-- Provided information start --
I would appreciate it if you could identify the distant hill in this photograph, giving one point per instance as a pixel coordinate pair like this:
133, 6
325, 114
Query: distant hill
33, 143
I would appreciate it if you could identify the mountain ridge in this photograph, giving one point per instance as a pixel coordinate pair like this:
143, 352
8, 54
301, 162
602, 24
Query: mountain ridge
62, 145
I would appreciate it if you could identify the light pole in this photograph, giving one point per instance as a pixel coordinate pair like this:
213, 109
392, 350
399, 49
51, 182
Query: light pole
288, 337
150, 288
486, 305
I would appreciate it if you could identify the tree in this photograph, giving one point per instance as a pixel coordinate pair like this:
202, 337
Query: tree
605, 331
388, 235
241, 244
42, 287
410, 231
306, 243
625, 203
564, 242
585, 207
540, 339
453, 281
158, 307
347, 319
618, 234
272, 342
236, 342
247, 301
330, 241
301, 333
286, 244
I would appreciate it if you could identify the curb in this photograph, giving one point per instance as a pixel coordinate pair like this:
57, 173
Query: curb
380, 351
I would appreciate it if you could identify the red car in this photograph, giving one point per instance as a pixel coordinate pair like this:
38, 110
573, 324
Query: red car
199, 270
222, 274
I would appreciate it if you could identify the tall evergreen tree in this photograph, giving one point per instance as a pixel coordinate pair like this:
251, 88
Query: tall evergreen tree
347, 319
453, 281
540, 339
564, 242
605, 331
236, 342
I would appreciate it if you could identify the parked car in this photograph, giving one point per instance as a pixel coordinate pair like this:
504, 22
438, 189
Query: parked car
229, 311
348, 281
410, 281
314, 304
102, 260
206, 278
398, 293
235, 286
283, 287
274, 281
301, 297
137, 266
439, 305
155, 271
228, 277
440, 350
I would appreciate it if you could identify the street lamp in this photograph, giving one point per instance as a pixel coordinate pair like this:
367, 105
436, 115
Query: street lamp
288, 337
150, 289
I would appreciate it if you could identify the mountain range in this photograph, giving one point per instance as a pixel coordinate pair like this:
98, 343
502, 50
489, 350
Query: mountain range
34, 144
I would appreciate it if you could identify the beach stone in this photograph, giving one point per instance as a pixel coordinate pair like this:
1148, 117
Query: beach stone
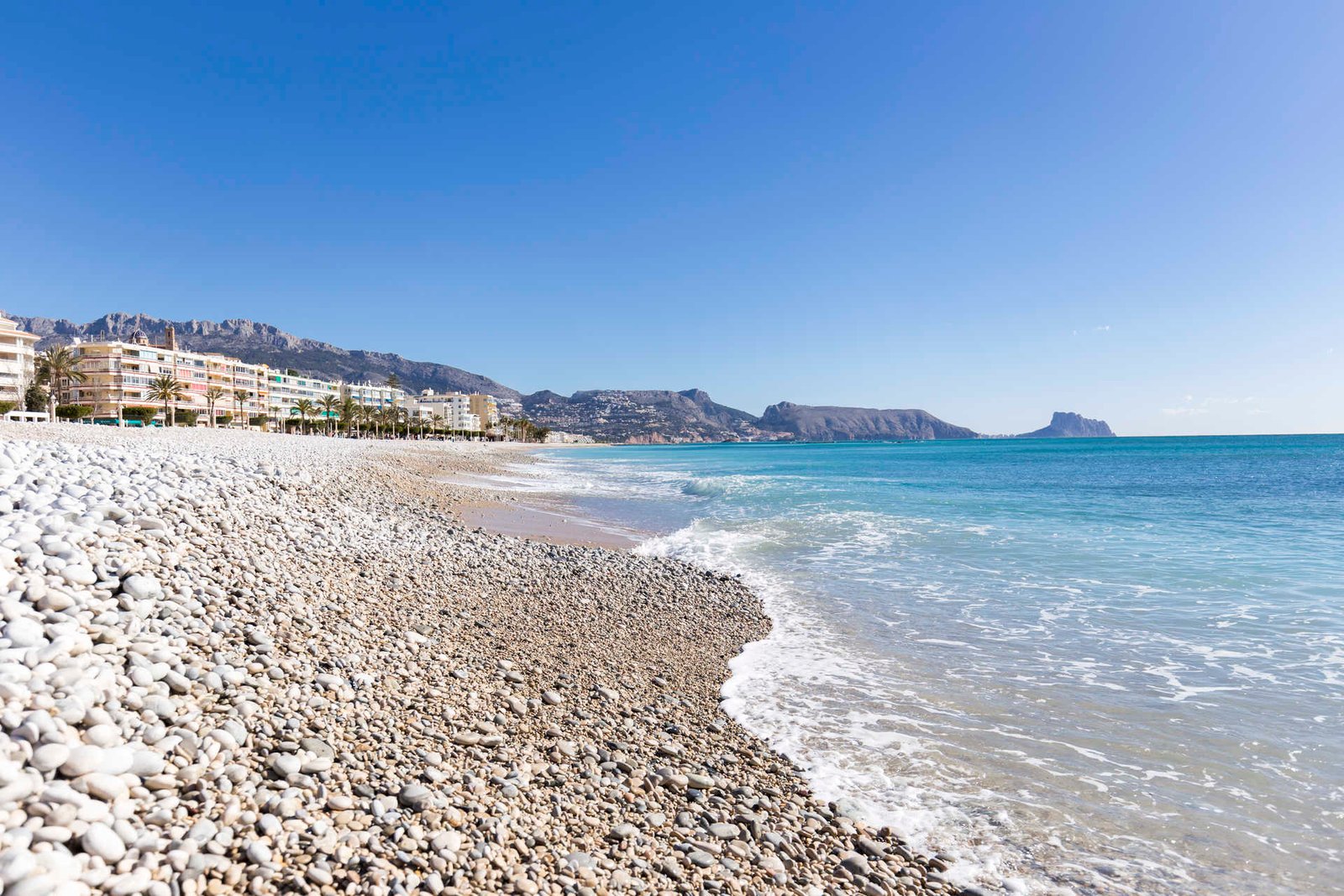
-- Provided information end --
## Exercise prompt
Locate each line in the rows above that contains the word "stone" and copy those lines in full.

## Completed exercise
I would appreciate it if you could identify the beach stone in this photograph, giving one point per instance as a pixel coordinate pair like this:
Query: beach stone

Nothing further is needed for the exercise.